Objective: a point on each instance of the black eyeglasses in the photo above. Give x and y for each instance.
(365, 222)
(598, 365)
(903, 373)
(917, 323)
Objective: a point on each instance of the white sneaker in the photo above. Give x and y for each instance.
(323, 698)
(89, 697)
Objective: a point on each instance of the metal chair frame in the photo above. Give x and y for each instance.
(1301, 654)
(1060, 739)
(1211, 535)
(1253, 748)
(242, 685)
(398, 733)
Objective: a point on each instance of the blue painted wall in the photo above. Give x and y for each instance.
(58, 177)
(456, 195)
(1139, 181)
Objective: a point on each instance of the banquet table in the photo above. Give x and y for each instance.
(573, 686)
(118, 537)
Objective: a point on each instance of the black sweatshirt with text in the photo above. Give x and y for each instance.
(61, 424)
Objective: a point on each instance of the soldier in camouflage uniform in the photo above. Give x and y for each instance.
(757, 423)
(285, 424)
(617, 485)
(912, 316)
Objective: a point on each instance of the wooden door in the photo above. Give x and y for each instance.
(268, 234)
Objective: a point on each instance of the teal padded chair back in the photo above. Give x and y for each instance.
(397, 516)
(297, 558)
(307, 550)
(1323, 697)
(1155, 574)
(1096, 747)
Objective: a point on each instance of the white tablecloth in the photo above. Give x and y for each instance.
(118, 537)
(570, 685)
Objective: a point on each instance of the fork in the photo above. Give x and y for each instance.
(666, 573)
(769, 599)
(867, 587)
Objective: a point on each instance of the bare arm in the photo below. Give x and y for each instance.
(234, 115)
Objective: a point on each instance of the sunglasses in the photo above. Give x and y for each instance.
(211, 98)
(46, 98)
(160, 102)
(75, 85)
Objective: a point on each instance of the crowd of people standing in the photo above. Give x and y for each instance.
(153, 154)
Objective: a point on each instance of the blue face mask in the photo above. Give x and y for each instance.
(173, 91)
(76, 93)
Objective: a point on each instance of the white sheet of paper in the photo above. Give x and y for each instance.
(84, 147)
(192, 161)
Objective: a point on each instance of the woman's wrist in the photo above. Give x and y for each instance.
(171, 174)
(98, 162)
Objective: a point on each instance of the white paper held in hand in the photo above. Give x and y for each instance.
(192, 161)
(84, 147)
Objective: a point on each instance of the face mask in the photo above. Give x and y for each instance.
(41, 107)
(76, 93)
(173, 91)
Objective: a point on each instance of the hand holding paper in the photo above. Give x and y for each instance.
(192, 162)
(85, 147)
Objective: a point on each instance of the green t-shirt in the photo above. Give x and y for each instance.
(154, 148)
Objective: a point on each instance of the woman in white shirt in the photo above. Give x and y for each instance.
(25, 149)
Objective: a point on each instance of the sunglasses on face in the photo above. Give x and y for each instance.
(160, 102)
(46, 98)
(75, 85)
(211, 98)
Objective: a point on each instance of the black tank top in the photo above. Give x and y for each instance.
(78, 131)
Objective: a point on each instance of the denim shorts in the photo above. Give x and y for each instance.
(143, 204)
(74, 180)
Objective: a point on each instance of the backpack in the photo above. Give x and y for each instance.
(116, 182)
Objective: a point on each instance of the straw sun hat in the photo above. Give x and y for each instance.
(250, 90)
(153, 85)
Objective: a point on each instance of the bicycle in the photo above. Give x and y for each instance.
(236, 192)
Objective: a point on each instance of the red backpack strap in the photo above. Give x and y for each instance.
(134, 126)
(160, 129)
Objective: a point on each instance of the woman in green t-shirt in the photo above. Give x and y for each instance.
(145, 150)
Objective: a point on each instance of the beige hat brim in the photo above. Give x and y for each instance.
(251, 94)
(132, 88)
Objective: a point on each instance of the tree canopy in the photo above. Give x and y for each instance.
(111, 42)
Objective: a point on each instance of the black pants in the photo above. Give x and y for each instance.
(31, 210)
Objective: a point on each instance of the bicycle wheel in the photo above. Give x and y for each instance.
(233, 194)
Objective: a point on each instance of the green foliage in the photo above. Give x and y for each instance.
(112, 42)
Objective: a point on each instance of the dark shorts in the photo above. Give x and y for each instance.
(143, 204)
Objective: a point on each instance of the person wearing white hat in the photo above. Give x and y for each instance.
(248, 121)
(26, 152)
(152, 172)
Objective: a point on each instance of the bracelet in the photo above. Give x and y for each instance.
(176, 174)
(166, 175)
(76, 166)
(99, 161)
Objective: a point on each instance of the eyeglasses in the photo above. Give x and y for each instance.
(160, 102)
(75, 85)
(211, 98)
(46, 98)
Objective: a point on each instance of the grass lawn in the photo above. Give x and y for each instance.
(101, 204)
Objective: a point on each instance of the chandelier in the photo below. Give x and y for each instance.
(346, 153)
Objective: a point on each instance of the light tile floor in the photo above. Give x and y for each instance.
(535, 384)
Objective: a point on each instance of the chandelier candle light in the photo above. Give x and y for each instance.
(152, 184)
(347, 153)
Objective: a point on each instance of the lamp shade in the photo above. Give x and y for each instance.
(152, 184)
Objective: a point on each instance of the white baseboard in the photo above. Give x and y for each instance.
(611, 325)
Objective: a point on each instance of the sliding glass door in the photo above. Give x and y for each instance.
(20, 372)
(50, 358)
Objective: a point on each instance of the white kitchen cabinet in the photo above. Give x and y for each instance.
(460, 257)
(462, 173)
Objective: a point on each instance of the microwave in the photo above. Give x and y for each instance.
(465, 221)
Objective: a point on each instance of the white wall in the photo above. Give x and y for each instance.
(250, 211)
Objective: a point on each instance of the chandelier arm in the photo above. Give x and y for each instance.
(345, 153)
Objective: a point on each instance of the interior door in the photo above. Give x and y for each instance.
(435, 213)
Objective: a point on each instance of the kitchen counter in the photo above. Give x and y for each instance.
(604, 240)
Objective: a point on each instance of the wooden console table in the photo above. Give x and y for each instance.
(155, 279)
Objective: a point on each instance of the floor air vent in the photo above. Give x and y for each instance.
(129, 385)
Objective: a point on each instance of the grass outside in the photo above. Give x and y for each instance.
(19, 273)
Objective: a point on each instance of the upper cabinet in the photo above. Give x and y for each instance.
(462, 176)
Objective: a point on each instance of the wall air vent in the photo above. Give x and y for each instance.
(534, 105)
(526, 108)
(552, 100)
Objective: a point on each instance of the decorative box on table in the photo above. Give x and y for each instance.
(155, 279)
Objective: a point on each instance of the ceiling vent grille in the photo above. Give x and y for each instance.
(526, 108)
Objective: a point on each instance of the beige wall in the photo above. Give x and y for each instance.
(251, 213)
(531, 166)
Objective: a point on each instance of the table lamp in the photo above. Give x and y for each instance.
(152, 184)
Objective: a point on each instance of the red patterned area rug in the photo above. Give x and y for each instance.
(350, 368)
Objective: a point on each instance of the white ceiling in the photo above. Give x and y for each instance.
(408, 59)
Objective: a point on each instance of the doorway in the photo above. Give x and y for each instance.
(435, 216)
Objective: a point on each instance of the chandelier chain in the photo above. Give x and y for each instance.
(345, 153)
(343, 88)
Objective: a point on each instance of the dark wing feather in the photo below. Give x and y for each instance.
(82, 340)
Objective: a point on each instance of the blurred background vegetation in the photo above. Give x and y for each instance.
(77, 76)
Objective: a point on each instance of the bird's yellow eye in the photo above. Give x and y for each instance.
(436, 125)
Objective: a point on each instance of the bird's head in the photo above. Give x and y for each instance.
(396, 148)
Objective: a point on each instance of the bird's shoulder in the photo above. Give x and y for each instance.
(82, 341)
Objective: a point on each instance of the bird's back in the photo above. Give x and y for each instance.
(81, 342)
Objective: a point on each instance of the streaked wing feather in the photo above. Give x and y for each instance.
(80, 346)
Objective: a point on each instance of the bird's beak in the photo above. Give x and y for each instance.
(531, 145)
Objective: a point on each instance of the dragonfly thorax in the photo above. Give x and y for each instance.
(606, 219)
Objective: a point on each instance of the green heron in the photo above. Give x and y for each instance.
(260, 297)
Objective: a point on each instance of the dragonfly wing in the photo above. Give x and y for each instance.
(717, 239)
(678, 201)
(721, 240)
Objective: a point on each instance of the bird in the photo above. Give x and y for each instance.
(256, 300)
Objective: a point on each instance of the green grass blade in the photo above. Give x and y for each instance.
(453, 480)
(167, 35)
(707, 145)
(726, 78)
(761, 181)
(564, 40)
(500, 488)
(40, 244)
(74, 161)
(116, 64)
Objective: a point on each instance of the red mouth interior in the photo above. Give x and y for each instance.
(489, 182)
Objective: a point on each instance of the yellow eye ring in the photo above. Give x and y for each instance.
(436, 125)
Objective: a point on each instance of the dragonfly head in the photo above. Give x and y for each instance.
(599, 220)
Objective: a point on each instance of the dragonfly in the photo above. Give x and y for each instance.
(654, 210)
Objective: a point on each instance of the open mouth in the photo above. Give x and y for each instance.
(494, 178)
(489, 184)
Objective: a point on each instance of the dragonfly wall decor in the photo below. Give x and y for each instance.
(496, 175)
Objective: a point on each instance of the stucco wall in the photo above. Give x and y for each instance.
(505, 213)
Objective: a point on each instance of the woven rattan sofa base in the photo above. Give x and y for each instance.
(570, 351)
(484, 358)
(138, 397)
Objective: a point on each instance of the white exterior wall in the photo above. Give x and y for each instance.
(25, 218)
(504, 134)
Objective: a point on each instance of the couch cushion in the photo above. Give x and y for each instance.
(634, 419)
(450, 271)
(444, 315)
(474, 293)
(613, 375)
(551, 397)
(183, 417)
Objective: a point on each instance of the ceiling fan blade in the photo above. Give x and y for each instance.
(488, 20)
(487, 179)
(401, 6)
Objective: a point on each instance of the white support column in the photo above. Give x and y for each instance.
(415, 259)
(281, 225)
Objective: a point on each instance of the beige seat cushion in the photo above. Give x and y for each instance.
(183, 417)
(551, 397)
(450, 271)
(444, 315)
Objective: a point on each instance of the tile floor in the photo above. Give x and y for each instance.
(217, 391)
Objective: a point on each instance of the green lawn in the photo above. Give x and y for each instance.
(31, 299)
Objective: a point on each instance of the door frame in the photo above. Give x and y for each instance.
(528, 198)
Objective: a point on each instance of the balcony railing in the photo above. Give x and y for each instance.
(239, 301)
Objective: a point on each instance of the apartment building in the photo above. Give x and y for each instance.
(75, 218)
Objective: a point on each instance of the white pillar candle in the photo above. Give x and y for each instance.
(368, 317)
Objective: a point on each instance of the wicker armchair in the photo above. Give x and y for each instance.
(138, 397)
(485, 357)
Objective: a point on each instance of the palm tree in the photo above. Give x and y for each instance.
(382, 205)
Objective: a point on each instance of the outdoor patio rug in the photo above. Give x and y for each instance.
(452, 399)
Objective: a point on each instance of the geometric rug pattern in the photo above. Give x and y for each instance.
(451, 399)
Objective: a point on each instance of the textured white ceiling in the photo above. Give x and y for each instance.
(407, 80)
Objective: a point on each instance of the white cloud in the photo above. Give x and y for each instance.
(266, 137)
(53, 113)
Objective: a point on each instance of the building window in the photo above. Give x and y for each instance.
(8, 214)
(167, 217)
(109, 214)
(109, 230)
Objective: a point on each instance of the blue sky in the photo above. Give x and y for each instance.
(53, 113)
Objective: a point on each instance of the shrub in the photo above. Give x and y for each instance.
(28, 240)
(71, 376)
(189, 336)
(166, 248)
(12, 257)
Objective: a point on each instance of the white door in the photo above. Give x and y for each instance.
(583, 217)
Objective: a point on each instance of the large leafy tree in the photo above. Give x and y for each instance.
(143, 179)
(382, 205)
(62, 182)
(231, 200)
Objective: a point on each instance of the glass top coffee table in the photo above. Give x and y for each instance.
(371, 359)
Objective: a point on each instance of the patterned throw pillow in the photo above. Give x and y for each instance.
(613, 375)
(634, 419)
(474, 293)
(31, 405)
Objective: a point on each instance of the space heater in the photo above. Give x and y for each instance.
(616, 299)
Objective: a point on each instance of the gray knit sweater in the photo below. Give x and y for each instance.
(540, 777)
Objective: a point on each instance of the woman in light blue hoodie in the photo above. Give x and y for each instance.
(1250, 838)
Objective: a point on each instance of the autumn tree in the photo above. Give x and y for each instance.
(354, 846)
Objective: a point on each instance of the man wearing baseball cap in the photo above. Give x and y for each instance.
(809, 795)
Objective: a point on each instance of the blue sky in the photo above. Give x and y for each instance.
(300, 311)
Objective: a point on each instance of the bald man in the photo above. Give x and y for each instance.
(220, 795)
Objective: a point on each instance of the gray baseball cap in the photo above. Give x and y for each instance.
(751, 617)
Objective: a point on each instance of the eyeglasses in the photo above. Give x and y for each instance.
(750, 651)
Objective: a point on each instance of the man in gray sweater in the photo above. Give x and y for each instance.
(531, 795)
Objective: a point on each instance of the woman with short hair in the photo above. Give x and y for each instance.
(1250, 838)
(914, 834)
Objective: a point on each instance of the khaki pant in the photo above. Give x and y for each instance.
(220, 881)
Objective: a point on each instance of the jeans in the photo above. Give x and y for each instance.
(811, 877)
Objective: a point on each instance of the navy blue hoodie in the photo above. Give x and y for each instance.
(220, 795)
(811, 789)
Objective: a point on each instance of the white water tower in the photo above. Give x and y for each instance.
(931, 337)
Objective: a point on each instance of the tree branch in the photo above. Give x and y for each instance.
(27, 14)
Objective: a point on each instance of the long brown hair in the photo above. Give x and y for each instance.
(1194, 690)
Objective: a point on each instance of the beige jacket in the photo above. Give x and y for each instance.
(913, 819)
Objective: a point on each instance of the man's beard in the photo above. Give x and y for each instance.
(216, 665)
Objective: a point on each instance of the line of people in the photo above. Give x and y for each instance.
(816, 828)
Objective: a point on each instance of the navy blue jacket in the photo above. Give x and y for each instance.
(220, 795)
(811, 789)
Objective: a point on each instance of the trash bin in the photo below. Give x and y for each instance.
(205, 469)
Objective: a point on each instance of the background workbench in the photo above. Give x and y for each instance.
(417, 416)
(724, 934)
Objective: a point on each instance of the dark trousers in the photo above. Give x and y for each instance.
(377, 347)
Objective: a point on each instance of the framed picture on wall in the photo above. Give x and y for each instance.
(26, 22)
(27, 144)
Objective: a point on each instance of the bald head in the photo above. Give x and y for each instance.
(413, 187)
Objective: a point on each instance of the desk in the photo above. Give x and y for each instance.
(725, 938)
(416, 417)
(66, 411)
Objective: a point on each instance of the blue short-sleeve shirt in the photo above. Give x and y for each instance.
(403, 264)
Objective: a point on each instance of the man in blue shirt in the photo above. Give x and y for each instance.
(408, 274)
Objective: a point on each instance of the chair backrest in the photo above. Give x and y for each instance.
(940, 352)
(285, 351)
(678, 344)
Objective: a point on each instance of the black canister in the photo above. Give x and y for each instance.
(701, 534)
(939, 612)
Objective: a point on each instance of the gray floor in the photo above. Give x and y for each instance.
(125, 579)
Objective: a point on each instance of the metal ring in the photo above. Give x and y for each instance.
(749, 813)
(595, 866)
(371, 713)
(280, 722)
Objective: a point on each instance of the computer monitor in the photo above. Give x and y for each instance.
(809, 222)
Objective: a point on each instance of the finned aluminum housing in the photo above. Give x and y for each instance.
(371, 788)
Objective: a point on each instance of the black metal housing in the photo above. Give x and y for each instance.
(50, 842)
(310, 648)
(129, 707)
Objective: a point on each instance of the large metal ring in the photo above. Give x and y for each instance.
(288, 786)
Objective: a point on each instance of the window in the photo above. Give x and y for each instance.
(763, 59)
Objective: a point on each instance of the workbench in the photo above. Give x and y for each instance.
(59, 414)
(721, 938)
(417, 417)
##############################
● What the exercise asks:
Write out once more the lines above beginning at the line with "Objective: a point on each instance of the metal ring"; continue through the final line and stop there.

● Output for this task:
Objective: a point on each instance of the metal ring in the photo above. Give x and y for each instance.
(749, 813)
(595, 866)
(371, 713)
(280, 722)
Objective: a point on each instance of the computer monitor in the photo above. Give x and y for each instance.
(809, 222)
Objective: a point on each instance of the finned aluminum housing in the photo above. Give x and y for each instance.
(371, 788)
Objective: a point on each instance of the black metal housing in the photo above. Give x and y for each instance.
(50, 842)
(310, 648)
(129, 707)
Objective: a point on each instance of the large metal ring in the photo above. Give x and y for each instance.
(288, 786)
Objective: a point on each instance of the window in the photo above. Give x and y for each instance.
(763, 59)
Objective: a point on each instance of the workbench in the photo above. Give x and y for each instance.
(59, 414)
(721, 938)
(417, 417)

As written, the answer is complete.